* START Input records *

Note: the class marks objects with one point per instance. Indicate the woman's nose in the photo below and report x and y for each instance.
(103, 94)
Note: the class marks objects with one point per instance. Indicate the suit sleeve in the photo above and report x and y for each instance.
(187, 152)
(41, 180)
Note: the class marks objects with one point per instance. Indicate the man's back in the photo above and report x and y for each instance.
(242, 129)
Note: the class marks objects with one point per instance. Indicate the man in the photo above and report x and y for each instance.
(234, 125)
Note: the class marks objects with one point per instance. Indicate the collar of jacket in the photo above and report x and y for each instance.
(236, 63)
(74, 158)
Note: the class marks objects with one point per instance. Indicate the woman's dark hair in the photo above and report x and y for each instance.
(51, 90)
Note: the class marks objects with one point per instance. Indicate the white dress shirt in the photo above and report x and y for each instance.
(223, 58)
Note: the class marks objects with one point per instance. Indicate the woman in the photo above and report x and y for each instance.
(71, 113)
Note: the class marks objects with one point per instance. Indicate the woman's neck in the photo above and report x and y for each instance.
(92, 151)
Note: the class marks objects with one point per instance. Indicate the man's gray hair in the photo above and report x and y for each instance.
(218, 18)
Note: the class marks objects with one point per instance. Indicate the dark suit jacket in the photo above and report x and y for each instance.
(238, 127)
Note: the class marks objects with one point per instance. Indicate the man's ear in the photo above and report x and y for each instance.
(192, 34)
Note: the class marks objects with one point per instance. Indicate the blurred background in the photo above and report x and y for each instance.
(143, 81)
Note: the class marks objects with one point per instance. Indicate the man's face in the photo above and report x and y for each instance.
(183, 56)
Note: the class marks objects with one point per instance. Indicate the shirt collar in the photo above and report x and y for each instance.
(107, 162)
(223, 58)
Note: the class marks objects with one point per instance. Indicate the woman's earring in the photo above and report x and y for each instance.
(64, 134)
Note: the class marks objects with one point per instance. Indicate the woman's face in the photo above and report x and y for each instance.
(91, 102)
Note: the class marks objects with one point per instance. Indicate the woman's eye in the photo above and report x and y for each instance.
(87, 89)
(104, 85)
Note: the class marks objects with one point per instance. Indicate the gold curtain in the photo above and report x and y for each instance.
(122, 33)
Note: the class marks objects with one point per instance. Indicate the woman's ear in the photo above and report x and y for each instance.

* END Input records *

Reproduce the items word for word, starting with the line that contains "the woman's eye" and continuing through the end of the items.

Note: the class marks objects with one point per instance. Indicate the woman's eye in the photo above and report x and y for each instance.
(87, 89)
(104, 85)
Note: the class marks objects with one point per instance. Indicate the gold curtain in the photo above and report x and y for each instance.
(122, 33)
Note: the class marks objects with one point per instance. Indicate the woman's ear in the photo above and report x and y for each instance.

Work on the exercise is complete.